Stated problem. Copy the entries from the line containing "Subject = stacked boxes" up to and including the line containing "xmin=170 ymin=246 xmax=323 ymax=360", requests included, and shift every box coordinate in the answers up by 37 while leaving the numbers in the requests as they are. Leave the pictures out of your copy.
:: Exercise material ::
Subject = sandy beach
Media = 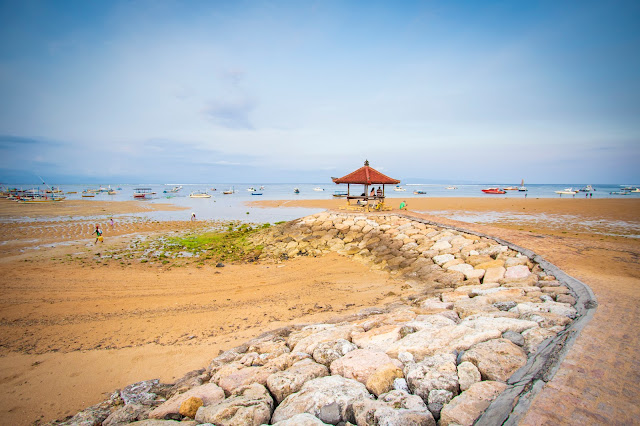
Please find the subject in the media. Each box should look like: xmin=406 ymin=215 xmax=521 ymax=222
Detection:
:::
:: Exercise material ::
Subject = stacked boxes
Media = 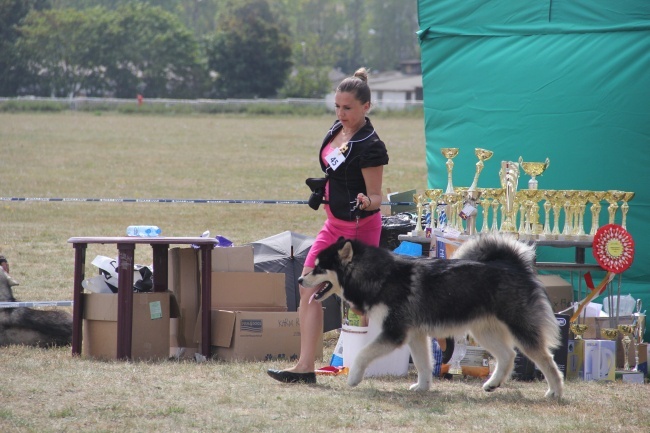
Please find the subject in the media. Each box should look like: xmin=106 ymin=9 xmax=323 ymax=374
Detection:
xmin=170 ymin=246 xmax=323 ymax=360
:::
Result.
Subject = stacked boxes
Media = 
Please find the subject in the media. Each box should look like: xmin=106 ymin=9 xmax=323 ymax=374
Detection:
xmin=207 ymin=283 xmax=360 ymax=397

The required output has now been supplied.